Barriers can physically separate spaces that are next to each other. When used for infection control, the barrier is intended to prevent someone on one side of the barrier from exposing a person on the other side of the barrier to infectious fluids, droplets, and particles. Whether a barrier interferes with improved ventilation depends on how it is installed. Protective barriers can sometimes help improve ventilation, but they can sometimes hinder ventilation too. Sometimes they have no effect on ventilation.

Protective barriers can assist with improved ventilation when used to facilitate directional airflows or desired pressure differentials between clean and less-clean spaces. The barrier can be aligned with the intended airflow to help direct it towards a desired location, such as an HVAC return air grille or a portable air cleaner inlet. Example scenarios for this type of barrier deployment include those where there is a known source of potentially infectious aerosols, such as a dental operatory or COVID-19 testing station.

● ● ● ●

STUDY QUESTIONS:
(A) Condense the paragraph of the barrier and ventilation excerpt that begins "Protective barriers can assist with improved ventilation" into a short bulleted list that keeps its main facts.
(B) Proceed with the excerpt on protective barriers and ventilation, starting after its final sentence.

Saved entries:
● ● ● ●

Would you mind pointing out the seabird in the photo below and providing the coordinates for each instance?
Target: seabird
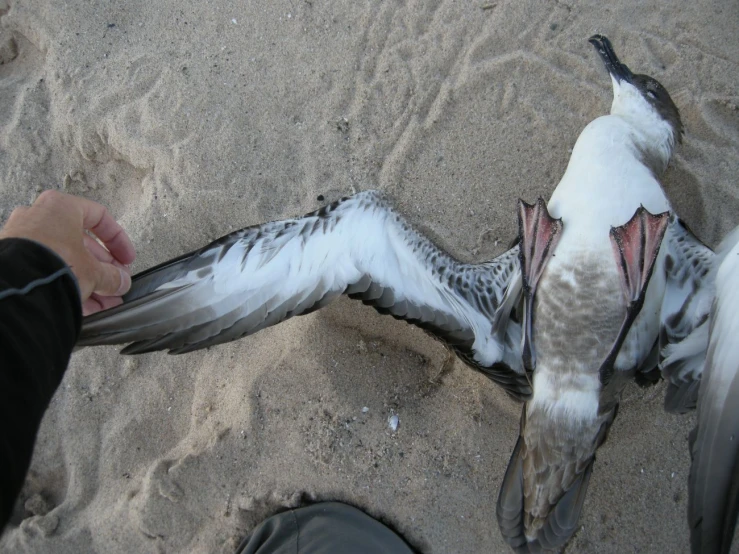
(704, 368)
(611, 278)
(561, 321)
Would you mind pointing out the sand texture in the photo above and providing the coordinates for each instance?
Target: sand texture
(191, 119)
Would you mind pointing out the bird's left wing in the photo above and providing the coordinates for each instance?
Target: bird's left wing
(261, 275)
(713, 485)
(690, 288)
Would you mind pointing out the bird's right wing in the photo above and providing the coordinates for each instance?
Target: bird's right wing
(690, 288)
(713, 485)
(360, 246)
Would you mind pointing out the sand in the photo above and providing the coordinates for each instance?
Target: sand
(191, 119)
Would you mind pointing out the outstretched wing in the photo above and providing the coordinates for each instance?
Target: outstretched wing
(360, 246)
(689, 292)
(713, 485)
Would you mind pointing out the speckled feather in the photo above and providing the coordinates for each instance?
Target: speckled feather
(360, 246)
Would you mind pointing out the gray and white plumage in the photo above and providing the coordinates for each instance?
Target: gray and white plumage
(360, 246)
(704, 370)
(583, 359)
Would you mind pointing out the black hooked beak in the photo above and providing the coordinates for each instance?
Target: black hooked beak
(605, 50)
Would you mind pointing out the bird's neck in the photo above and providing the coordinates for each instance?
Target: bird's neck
(607, 178)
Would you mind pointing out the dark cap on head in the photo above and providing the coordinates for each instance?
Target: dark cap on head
(651, 89)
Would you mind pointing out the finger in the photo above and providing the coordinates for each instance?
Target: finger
(97, 249)
(101, 254)
(97, 219)
(111, 280)
(97, 303)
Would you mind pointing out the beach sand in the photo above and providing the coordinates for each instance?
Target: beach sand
(192, 119)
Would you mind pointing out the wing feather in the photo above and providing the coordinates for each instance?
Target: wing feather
(687, 302)
(713, 484)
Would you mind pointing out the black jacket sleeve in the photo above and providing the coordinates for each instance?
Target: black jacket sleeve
(40, 318)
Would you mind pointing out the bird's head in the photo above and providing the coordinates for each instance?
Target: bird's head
(644, 103)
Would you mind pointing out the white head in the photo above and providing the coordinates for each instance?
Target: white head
(645, 104)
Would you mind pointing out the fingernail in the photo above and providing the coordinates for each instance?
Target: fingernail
(125, 283)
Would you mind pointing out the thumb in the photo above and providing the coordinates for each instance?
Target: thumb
(111, 280)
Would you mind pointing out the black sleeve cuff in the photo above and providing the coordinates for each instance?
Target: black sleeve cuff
(40, 320)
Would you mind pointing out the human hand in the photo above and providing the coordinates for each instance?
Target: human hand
(59, 222)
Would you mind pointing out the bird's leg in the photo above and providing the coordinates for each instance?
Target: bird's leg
(635, 247)
(539, 234)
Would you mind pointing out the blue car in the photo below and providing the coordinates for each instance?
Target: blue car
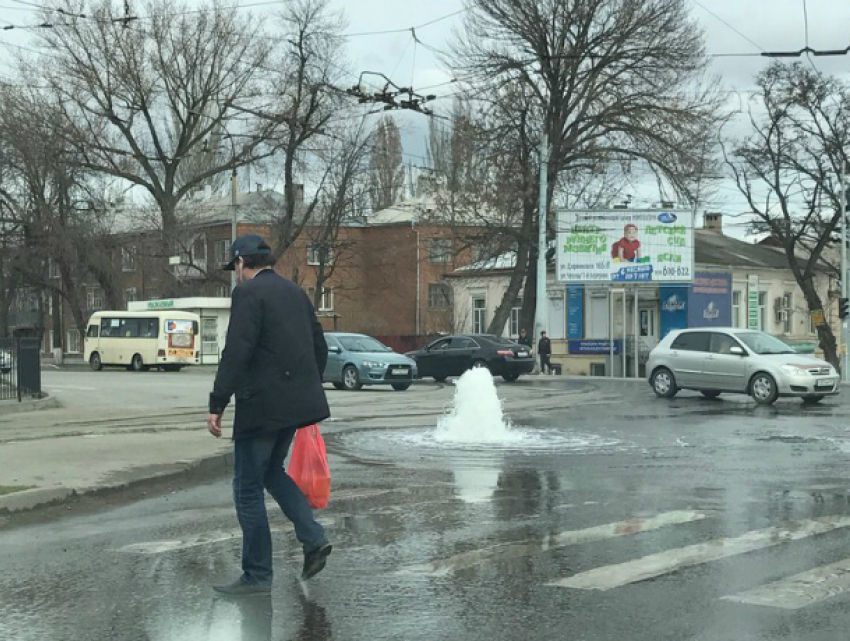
(355, 360)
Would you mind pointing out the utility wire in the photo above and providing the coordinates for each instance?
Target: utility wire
(710, 12)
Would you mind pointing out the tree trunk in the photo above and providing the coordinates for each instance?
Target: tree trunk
(503, 311)
(826, 338)
(529, 294)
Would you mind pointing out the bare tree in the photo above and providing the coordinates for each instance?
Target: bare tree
(306, 85)
(607, 80)
(143, 101)
(343, 198)
(387, 168)
(51, 200)
(789, 171)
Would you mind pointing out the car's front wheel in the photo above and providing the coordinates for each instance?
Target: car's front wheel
(664, 383)
(351, 379)
(763, 389)
(137, 364)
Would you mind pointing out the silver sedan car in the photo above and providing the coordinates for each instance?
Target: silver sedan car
(738, 361)
(355, 360)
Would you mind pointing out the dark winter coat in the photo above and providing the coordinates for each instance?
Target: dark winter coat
(273, 360)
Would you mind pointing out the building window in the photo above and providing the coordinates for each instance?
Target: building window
(439, 250)
(318, 254)
(53, 268)
(326, 302)
(74, 341)
(94, 299)
(439, 296)
(128, 259)
(788, 304)
(222, 251)
(479, 314)
(199, 250)
(515, 315)
(736, 309)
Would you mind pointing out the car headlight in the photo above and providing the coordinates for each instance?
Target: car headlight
(793, 370)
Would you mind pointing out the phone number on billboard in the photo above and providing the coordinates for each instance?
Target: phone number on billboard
(678, 272)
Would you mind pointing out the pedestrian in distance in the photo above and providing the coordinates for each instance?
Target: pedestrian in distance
(525, 339)
(272, 363)
(544, 348)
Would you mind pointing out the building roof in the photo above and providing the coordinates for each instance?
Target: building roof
(713, 248)
(710, 249)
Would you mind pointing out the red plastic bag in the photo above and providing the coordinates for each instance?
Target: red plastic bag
(308, 466)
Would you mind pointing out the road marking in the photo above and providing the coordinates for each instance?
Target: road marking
(655, 565)
(799, 590)
(158, 547)
(507, 551)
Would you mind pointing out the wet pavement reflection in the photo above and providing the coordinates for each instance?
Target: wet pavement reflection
(691, 520)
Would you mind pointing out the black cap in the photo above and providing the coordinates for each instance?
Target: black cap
(247, 246)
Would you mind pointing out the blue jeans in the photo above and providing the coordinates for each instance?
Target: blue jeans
(258, 465)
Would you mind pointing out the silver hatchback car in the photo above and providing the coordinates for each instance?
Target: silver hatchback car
(739, 361)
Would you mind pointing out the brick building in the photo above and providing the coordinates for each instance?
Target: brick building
(385, 272)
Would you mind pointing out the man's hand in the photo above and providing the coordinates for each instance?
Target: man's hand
(214, 424)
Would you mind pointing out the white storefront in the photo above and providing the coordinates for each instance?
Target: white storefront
(215, 316)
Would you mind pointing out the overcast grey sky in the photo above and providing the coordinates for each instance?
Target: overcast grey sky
(731, 26)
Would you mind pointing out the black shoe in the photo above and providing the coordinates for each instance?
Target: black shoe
(315, 560)
(241, 588)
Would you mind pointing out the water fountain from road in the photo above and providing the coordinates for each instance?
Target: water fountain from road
(476, 415)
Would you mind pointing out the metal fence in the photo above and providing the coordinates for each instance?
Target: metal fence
(20, 368)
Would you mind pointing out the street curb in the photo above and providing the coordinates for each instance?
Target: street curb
(37, 498)
(29, 405)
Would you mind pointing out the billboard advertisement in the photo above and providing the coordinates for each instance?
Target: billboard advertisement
(575, 311)
(710, 300)
(674, 309)
(625, 246)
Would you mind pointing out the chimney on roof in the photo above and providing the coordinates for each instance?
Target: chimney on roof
(713, 222)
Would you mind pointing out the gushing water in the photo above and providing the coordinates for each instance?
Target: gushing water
(476, 415)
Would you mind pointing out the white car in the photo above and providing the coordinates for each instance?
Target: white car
(714, 361)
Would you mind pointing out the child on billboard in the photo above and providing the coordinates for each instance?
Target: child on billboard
(627, 249)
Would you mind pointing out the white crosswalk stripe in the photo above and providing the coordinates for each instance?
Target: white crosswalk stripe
(799, 590)
(655, 565)
(571, 537)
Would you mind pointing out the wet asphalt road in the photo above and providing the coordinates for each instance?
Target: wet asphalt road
(618, 517)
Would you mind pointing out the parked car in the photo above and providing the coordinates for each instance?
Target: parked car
(453, 355)
(738, 361)
(355, 360)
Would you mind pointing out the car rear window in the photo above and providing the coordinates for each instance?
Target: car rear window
(692, 342)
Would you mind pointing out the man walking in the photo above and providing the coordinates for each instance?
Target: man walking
(544, 348)
(273, 363)
(524, 338)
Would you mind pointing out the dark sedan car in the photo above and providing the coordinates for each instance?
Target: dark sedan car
(453, 355)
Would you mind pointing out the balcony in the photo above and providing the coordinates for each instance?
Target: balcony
(25, 319)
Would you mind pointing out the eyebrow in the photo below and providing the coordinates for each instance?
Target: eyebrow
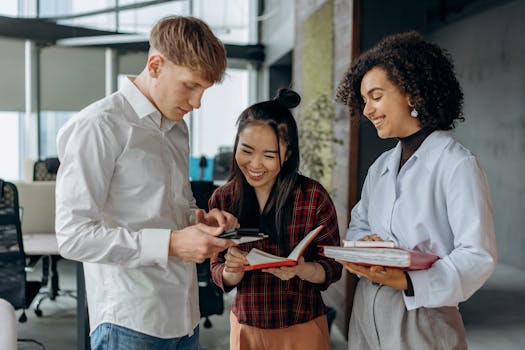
(265, 151)
(372, 90)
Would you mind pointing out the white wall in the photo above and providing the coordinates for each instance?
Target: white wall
(12, 75)
(71, 78)
(489, 54)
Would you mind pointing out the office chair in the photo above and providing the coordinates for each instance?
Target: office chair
(222, 164)
(14, 286)
(210, 296)
(46, 170)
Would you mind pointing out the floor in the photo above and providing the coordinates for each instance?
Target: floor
(494, 317)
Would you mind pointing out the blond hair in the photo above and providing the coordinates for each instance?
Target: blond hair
(189, 42)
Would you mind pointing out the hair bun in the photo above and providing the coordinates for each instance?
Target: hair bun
(287, 98)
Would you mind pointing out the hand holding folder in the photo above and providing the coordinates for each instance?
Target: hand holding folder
(243, 235)
(382, 256)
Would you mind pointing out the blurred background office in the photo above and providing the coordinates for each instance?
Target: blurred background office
(57, 56)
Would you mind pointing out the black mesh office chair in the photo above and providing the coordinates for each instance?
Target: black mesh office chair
(46, 170)
(14, 286)
(211, 300)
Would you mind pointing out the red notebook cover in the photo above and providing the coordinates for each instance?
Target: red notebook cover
(259, 259)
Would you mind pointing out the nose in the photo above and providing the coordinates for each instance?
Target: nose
(256, 161)
(195, 99)
(368, 109)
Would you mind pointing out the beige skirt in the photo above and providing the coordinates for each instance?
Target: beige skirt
(311, 335)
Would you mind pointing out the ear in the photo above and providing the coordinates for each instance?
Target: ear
(287, 155)
(154, 64)
(409, 101)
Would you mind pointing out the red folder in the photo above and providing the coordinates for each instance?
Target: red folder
(262, 260)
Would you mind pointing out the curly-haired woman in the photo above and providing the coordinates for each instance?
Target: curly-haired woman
(429, 193)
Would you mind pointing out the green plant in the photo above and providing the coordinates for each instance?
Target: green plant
(316, 138)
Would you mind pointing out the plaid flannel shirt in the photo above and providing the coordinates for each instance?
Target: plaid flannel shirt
(265, 301)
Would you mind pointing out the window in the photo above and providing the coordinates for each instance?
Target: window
(50, 123)
(10, 145)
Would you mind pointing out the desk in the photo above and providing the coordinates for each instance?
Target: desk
(39, 244)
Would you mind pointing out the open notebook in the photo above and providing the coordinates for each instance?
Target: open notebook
(259, 259)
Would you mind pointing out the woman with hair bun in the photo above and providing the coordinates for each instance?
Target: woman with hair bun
(276, 308)
(428, 194)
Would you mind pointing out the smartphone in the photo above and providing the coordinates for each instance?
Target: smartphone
(240, 232)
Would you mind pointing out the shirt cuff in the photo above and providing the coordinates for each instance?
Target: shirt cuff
(151, 240)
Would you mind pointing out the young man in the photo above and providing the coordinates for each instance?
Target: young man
(124, 202)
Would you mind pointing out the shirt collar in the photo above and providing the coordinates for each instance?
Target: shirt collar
(429, 151)
(140, 103)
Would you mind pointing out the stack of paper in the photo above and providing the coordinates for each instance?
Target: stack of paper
(383, 256)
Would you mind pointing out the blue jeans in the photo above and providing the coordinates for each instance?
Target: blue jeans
(108, 336)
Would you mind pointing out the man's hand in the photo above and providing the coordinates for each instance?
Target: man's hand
(233, 272)
(197, 243)
(309, 271)
(388, 276)
(217, 218)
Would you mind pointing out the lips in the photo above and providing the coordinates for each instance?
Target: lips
(184, 111)
(256, 175)
(378, 121)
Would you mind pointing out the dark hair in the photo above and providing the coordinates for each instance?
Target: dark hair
(276, 114)
(418, 68)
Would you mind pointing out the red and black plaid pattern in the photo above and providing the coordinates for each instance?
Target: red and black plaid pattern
(265, 301)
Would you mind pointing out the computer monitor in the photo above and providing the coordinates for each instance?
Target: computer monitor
(37, 206)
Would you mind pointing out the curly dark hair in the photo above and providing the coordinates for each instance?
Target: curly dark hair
(421, 69)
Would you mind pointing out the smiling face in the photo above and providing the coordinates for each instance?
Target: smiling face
(386, 106)
(174, 90)
(258, 158)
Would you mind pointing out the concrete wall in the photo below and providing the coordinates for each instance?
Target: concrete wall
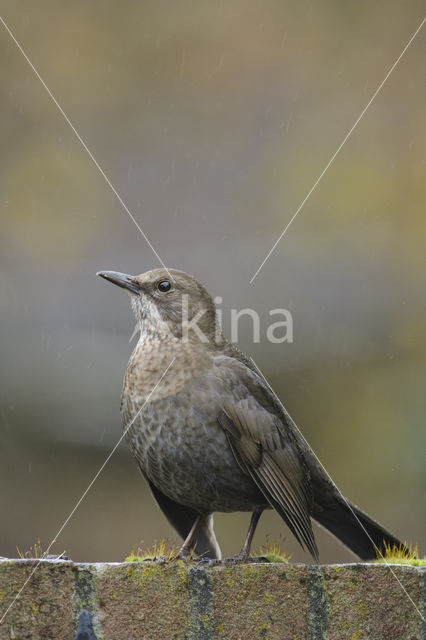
(64, 600)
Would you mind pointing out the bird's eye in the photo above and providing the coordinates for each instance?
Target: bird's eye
(163, 286)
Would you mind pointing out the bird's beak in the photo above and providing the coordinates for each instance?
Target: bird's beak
(121, 280)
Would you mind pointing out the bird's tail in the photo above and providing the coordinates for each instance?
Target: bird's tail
(353, 527)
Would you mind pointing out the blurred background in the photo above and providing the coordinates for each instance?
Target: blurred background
(212, 120)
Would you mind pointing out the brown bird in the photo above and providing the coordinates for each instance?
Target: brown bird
(209, 434)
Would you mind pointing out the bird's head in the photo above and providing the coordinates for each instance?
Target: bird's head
(170, 301)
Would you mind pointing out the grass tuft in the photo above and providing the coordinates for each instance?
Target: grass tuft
(395, 554)
(273, 553)
(161, 549)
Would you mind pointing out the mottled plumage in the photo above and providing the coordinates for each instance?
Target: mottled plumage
(213, 436)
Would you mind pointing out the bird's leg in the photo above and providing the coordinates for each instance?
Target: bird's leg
(185, 549)
(245, 551)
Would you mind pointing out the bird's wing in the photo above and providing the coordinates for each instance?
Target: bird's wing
(265, 445)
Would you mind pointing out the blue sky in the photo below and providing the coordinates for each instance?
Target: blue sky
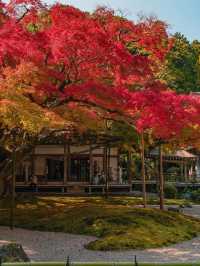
(182, 15)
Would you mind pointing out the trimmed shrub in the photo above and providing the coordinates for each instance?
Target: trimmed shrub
(170, 191)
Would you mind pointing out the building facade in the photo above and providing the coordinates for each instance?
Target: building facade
(72, 168)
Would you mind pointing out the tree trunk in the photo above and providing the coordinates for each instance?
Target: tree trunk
(12, 205)
(161, 178)
(143, 172)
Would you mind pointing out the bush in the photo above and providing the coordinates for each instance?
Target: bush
(195, 195)
(13, 253)
(170, 191)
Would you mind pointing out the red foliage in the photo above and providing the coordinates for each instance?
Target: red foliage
(97, 59)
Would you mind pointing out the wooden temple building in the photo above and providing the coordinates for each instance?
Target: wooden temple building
(71, 167)
(95, 165)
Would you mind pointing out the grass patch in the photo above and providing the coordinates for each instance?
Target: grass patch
(117, 222)
(98, 264)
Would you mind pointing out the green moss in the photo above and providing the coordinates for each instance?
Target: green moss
(117, 223)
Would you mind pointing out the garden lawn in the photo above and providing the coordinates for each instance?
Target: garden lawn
(98, 264)
(117, 223)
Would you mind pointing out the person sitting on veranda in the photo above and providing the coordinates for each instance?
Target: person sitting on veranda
(7, 186)
(34, 182)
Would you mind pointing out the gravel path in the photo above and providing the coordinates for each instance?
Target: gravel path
(45, 246)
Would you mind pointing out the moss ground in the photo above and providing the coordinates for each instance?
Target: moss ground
(117, 222)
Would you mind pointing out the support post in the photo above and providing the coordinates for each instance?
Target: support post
(65, 164)
(161, 178)
(129, 162)
(68, 161)
(105, 169)
(91, 169)
(185, 171)
(143, 171)
(12, 205)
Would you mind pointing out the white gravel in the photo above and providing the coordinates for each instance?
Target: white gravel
(48, 246)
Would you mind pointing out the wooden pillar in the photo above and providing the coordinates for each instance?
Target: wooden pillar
(105, 169)
(68, 151)
(161, 178)
(143, 171)
(33, 162)
(12, 205)
(91, 172)
(65, 164)
(118, 174)
(185, 171)
(129, 163)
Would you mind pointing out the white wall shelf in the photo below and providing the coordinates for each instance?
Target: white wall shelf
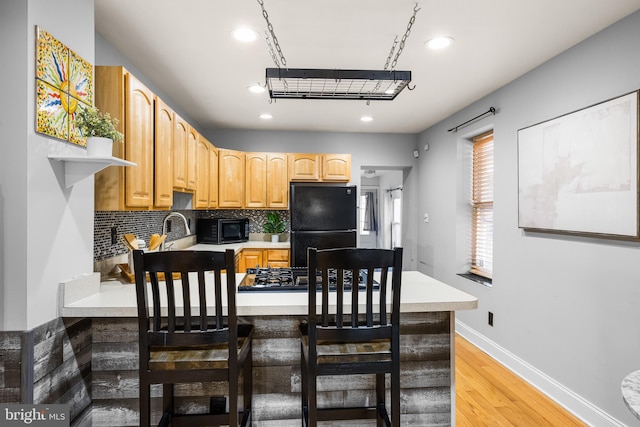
(77, 168)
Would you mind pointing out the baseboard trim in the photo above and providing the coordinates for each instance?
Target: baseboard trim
(568, 399)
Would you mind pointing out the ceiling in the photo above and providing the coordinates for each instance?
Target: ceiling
(186, 49)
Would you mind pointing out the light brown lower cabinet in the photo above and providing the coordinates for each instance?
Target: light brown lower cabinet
(258, 257)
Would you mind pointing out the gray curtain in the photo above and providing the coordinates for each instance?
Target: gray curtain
(370, 219)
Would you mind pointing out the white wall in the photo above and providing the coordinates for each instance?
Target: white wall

● ● ● ●

ANSWERS BY ITEM:
(A)
- Protective barriers can support better ventilation by creating directional airflows or desired pressure differentials between clean and less-clean spaces.
- A barrier aligned with the intended airflow can steer air toward a chosen location, such as an HVAC return air grille or a portable air cleaner inlet.
- This setup fits places with a known source of potentially infectious aerosols, such as a dental operatory or a COVID-19 testing station.

(B)
Alternatively, the barrier might be placed between two areas to better isolate one side of the barrier from the other. In this configuration, the barrier can also assist the HVAC design scheme in establishing a desired pressure differential between the adjacent spaces. If necessary, small pass-through openings or a retractable panel incorporated into the barrier can allow transfer of physical objects from one side to the other. Examples where this type of barrier application might be applied include a receptionist’s desk or a ticket booth.

When not carefully installed, barriers can sometimes hinder good ventilation. Barriers can unintentionally interrupt the airflow distribution within a space, thus allowing a concentration build-up of human-generated or other aerosols that may remain suspended in the air for minutes to hours. In this case, people could be exposed to higher concentrations of infectious aerosols than they would without the barriers in place. The larger the barrier, the greater the likelihood that this may occur. To reduce this likelihood, ensure that barriers are correctly positioned for the anticipated occupancy and that they are no larger than necessary to prevent direct transfer of respiratory droplets that could “spray” directly from one person onto another.

Any time barriers are deployed, airflow distribution testing with tracer “smoke” or handheld fog generators should be conducted. This testing can assist in evaluating airflow distribution within the occupied spaces. If stagnant air pockets are seen to occur, barrier redesign or reorientation can help to minimize the occurrence. Airflow distribution modifications such as adjusting the positioning of supply air louvers or the discharge of portable air cleaners can also assist in eliminating the development of stagnant air pockets.